# [Dataset]
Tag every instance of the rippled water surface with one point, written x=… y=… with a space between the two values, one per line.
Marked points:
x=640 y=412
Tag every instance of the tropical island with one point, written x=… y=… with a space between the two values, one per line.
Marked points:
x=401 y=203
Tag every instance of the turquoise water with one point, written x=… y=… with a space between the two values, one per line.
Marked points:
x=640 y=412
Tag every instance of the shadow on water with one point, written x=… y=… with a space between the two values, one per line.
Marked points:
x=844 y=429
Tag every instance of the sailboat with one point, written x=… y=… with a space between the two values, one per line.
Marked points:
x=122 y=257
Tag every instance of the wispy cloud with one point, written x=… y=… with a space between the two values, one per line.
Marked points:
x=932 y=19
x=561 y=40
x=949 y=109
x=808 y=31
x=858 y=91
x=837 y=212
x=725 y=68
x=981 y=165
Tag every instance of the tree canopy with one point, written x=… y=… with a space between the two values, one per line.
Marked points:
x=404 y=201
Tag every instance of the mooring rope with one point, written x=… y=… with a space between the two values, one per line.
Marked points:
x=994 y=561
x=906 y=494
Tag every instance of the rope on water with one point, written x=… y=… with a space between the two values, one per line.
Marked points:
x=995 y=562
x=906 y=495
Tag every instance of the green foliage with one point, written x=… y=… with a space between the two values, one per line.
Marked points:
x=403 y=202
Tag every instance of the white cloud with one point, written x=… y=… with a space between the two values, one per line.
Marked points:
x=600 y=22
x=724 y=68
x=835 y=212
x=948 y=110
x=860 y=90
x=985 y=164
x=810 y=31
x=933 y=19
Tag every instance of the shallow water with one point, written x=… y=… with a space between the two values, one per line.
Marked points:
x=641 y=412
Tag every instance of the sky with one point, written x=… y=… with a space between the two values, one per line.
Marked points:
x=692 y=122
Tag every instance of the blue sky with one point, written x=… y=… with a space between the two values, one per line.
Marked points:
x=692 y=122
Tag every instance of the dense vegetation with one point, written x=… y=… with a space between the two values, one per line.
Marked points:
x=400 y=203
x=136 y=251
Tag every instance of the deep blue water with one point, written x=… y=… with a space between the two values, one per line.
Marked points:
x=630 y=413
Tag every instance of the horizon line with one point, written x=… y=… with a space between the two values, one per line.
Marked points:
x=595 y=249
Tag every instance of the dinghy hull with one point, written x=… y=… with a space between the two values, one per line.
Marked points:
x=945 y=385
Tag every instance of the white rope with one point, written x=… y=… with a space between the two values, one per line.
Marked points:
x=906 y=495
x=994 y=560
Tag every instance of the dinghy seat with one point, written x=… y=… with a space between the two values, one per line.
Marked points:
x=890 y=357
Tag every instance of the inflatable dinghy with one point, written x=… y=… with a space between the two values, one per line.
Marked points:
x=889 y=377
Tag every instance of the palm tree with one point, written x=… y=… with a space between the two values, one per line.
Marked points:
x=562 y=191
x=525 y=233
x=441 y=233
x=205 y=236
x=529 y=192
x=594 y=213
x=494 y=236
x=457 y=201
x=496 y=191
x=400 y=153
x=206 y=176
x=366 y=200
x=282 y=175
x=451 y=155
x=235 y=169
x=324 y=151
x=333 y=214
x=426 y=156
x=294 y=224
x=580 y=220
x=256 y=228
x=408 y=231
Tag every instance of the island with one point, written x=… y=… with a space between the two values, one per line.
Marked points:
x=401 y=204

# [Problem statement]
Where a line of the data includes the string "island", list that line.

# [Output for this exercise]
Tag every instance of the tropical island with one point, written x=… y=… with a space between the two values, one per line.
Tag every instance of the island with one point, written x=… y=… with a space between the two values, one per line.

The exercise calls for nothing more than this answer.